— TASK —
Answer from the page text below:
1. What accuracy on the test set does the logistic regression classifier print?
2. How many customers were classified correctly as having signed up for a term deposit account?
3. What percentage of the customers that did set up a term deposit account were classified correctly?

— PAGE TEXT —
Start
The following code creates the model and displays it's accuracy.¶

In [0]:

logreg = LogisticRegression()
logreg.fit(X_train, y_train)
y_pred = logreg.predict(X_test)
print('Accuracy of logistic regression classifier on test set: {:.2f}'.format(logreg.score(X_test, y_test)))

/usr/local/lib/python3.6/dist-packages/sklearn/linear_model/logistic.py:432: FutureWarning: Default solver will be changed to 'lbfgs' in 0.22. Specify a solver to silence this warning.
  FutureWarning)

Accuracy of logistic regression classifier on test set: 0.90

We can create a confussion matrix displaying the real and predicted outcome for the test test.¶

We see that:

10.808 customers were classified correctly as not having signed up for a term deposit account,
161 customers were classified wrongly as having signed up for a term deposit account,
1.128 customers were classified wrongly as not having signed up for a term deposit account,
260 customers were classified correctly as having signed up for a term deposit account.

In [0]:

conf_matrix = confusion_matrix(y_test, y_pred)
print(conf_matrix)

[[10808   161]
 [ 1128   260]]

By dividing with the total number of customers in the test set, we get the following percentages Another way to see it is that:

87,46% of the customers were classified correctly as not having signed up for a term deposit account,
1,3% of the customers were classified wrongly as having signed up for a term deposit account,
9,12% of the customers were classified wrongly as not having signed up for a term deposit account,
2,1% of the customers were classified correctly as having signed up for a term deposit account.

In [0]:

conf_matrix = confusion_matrix(y_test, y_pred)
conf_matrix=conf_matrix/y_test.size
print(conf_matrix)

[[0.87464595 0.01302905]
 [0.09128429 0.02104071]]

Hence, model's accuracy is:

In [0]:

(conf_matrix[0,0]+conf_matrix[1,1])

Out[0]:

0.8956866553370559

Another way to see it is by examining the prediction accuracy for each outcome. Seen in this way we see that:

98,53% of the customers that did not set up a term deposit account were classified correctly while on the other hand,
18,73% of the customers that did set up a term deposit account were classified correctly

In [0]:

conf_matrix = confusion_matrix(y_test, y_pred)
categories_size=np.array([10969,1388])
conf_matrix=conf_matrix/categories_size[:,None]
print(conf_matrix)

[[0.98532227 0.01467773]
 [0.81268012 0.18731988]]

In [0]:

logit_roc_auc = roc_auc_score(y_test, y_pred)
y_pred_prob=logreg.predict_proba(X_test)
fpr, tpr, thresholds = roc_curve(y_test, y_pred_prob[:,1])
plt.figure()
plt.plot(fpr, tpr, label='Logistic Regression (area = %0.2f)' % logit_roc_auc)
End
— GIVEN RECORDS —
Start
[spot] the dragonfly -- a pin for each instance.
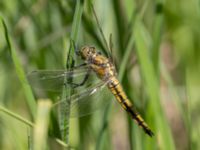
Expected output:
(104, 69)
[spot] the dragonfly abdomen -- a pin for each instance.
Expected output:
(121, 97)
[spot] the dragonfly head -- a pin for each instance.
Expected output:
(87, 51)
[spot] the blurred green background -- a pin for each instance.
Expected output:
(156, 50)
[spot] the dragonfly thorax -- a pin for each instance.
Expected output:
(87, 52)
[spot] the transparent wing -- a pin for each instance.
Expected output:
(87, 101)
(54, 80)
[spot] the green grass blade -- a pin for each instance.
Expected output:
(65, 121)
(20, 72)
(41, 126)
(161, 128)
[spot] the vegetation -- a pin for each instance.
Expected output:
(156, 51)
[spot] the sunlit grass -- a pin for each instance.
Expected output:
(155, 47)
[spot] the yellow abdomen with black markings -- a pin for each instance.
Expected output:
(105, 70)
(121, 97)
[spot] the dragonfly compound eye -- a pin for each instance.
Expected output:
(85, 52)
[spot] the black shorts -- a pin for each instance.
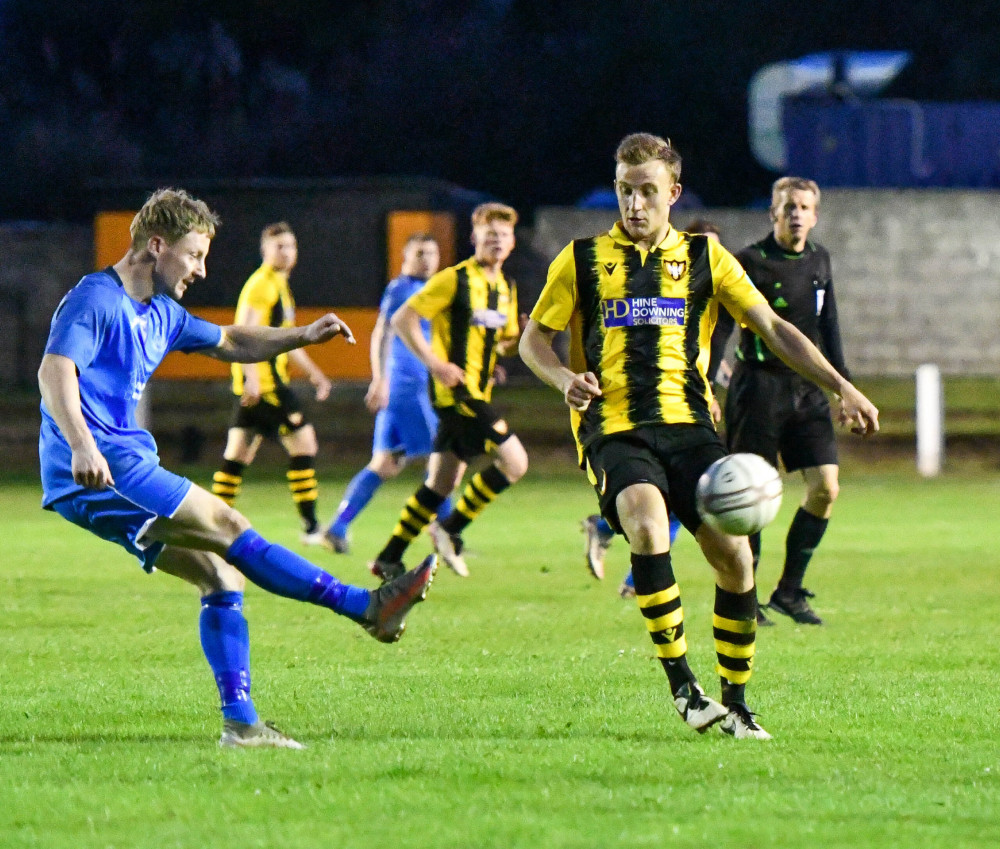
End
— WRITTEN SOLUTION —
1. 0.90
2. 260
3. 18,73%